▸ **Task to carry out**
The answer must consist of the entries, copied exactly and in full.
==================================================
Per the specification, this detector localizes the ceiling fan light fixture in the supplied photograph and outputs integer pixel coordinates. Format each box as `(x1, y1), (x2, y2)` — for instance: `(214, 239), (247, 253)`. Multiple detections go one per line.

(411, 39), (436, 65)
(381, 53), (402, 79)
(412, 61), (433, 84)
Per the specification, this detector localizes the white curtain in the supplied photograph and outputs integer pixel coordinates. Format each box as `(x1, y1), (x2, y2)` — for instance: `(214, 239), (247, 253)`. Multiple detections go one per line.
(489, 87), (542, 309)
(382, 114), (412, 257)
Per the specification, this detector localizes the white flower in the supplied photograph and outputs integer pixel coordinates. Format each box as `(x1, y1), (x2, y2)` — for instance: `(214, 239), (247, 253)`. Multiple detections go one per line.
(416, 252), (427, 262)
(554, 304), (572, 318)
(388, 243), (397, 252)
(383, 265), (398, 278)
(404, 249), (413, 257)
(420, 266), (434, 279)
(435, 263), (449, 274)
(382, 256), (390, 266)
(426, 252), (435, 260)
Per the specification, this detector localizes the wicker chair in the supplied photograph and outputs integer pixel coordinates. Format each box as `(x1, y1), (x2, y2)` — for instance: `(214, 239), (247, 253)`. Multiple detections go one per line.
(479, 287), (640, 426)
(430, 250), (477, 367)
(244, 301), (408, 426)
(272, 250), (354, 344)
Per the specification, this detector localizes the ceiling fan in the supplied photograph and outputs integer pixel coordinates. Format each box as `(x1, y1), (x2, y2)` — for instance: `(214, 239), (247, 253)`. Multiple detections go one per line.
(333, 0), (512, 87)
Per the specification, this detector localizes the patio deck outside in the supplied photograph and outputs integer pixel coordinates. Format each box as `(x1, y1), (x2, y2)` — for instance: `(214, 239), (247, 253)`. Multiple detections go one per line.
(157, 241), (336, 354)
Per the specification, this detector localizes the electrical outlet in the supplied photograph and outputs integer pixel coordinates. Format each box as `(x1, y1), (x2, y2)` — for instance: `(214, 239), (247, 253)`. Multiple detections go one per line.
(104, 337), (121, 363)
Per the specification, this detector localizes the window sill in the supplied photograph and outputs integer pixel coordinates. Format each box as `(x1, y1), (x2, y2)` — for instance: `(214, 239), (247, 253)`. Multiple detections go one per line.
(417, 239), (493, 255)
==================================================
▸ **Solution to the problem**
Per the specification, this detector localizes the ceiling fan light fixture in the supplied photograph and outputs integer pixel coordinates. Format each box as `(x1, y1), (x2, y2)` — for instance: `(214, 239), (247, 253)`. Multiple detections go one per line.

(411, 39), (436, 65)
(381, 53), (402, 79)
(412, 61), (433, 84)
Per the specification, this detector localizes the white curtain in the supplied photograph and outputs integer pixel coordinates. Format each box as `(x1, y1), (x2, y2)` — for instance: `(214, 239), (247, 253)`. Multiple detections go one per line.
(489, 87), (542, 309)
(382, 114), (412, 257)
Per the specification, this detector localizes the white flower in the supplied photograph and outputs integer pixel coordinates. Format each box as `(x1, y1), (x2, y2)` — for instance: `(214, 239), (247, 253)`. Multiple detections go one per line.
(416, 252), (427, 262)
(554, 304), (572, 318)
(388, 243), (397, 252)
(383, 265), (398, 278)
(404, 249), (413, 257)
(420, 266), (434, 279)
(435, 263), (449, 274)
(382, 256), (390, 266)
(426, 252), (435, 260)
Per the specification, this detector localizes the wicker chair in the supplied photograph and outputs integer pixel coordinates. Format each box as `(x1, y1), (x2, y2)` — for instance: `(214, 239), (247, 253)`. Multiple detections go one per line.
(479, 287), (640, 426)
(430, 250), (477, 367)
(244, 301), (408, 426)
(272, 250), (354, 344)
Per the specification, this detector localizes the ceiling fan in the supplied photograph and outputs integer pixel coordinates. Format each box as `(x1, y1), (x2, y2)` — for instance: `(214, 239), (247, 253)`. Multiple detections go one per line.
(333, 0), (512, 87)
Per the specification, this detector localizes the patio deck outside in the supplied photograph and outputs integer pixel coordinates. Format each box as `(x1, y1), (x2, y2)` — for instance: `(214, 239), (247, 253)`. Multiple detections go one per line.
(157, 241), (336, 354)
Per the specification, this detector localizes the electrical outlet in the supplied photograph and outputs integer pixel coordinates. Format each box as `(x1, y1), (x2, y2)` — for instance: `(214, 239), (247, 253)`. Multiple detections go one per line.
(104, 337), (121, 363)
Per the specification, this detector localizes the window sill in the supplied photograph and outputs integer pixel coordinates. Format each box as `(x1, y1), (x2, y2)` — for instance: `(214, 239), (247, 253)`. Multiple detections go one per line.
(417, 239), (493, 255)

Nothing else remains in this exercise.